◆ GIVEN TASK
Reproduce, word for word, the lines of the entries below, beginning with the line that contains "Task: locate the wooden stool" and continuing through the final line of the entries, both ends included.

──────── EXTRACTED ENTRIES ────────

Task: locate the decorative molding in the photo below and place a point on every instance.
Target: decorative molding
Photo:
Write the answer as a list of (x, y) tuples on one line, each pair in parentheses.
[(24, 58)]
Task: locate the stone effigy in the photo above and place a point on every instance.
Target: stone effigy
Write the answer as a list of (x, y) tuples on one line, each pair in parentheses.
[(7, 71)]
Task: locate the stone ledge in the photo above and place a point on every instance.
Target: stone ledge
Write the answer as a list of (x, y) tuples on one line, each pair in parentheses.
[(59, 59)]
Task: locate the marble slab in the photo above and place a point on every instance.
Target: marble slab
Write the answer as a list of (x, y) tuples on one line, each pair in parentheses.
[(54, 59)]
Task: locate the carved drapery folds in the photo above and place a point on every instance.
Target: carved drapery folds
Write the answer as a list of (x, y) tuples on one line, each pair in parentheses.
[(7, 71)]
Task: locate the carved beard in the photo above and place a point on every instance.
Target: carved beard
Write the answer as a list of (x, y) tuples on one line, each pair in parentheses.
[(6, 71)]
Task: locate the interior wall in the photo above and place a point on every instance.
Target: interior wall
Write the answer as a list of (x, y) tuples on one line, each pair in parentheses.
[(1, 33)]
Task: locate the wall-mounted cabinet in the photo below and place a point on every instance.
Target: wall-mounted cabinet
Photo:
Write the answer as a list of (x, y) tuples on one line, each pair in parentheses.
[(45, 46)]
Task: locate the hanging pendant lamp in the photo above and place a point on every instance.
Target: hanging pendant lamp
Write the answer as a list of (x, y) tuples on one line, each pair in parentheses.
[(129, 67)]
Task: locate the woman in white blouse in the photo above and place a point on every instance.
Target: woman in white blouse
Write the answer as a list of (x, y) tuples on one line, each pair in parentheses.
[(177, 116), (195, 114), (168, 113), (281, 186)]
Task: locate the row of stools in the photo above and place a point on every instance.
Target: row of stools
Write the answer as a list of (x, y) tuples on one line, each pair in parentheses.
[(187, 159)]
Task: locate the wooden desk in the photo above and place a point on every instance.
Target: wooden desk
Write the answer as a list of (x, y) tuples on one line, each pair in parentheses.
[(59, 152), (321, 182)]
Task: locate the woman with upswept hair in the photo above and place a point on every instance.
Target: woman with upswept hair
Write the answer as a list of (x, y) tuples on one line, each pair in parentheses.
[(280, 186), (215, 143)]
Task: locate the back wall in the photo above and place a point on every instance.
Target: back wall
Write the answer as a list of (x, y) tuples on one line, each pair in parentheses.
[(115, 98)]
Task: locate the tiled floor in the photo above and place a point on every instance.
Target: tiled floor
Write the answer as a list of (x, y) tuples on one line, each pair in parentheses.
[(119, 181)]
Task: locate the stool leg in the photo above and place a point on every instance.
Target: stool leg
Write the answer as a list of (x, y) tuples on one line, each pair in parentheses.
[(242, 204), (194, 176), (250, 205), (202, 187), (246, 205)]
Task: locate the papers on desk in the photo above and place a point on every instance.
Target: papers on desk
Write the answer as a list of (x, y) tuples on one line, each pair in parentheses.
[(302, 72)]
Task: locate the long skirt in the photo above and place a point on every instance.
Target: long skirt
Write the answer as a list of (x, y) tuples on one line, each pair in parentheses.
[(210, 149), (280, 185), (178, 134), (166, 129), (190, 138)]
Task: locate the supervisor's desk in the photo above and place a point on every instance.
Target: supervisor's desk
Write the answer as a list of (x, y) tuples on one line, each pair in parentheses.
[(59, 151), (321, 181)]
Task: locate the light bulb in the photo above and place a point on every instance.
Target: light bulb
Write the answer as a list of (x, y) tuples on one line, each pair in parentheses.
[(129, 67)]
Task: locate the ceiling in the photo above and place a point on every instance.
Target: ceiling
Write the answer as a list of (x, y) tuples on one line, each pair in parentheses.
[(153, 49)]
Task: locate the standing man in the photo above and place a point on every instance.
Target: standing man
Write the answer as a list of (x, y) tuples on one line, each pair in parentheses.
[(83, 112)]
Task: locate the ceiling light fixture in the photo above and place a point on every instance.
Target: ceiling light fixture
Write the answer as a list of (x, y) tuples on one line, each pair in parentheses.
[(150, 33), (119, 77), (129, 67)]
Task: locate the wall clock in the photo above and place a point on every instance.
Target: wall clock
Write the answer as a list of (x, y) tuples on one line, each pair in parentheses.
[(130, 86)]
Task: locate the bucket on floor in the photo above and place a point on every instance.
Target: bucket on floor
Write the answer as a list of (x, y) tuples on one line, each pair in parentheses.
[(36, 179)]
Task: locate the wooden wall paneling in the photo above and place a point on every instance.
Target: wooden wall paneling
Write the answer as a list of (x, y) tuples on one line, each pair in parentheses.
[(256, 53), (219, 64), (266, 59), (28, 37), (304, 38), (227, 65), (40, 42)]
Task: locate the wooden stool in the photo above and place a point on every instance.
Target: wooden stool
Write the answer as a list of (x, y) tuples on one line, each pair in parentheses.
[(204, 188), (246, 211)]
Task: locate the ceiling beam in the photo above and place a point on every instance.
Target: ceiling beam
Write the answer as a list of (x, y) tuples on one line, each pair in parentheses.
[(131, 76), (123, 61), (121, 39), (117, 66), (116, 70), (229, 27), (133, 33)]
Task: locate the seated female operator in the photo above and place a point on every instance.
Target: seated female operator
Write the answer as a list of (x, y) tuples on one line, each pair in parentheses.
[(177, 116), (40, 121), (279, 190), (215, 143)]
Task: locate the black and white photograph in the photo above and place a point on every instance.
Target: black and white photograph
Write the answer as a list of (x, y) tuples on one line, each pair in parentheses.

────────

◆ RESULT OF THE TASK
Task: locate the wooden stool in the photo above and place a point on every instance.
Target: wooden stool
Write the answer as a list of (x, y) tuples on one line, each pair in parentheses.
[(204, 188), (246, 211)]
Task: locate the ceiling beam in the photo above and place a point on every instance.
Target: ceiling beam
Write the answer as a list of (x, y) tuples on one line, each pair in parentheses.
[(131, 76), (123, 61), (121, 39), (117, 66), (116, 70), (229, 27), (133, 33)]
Task: locate the seated female operator in the photo above and place a point on every instance.
Target: seated female operator
Write the answer as a list of (x, y) tuples on one line, each pair in parentheses.
[(177, 116), (40, 121), (279, 190), (215, 143)]
Task: locate the black and white photograph in the photo above and place a point on every instance.
Target: black and white photograph
Write the answer as a list of (x, y) tuples on one line, each pair in parentheses.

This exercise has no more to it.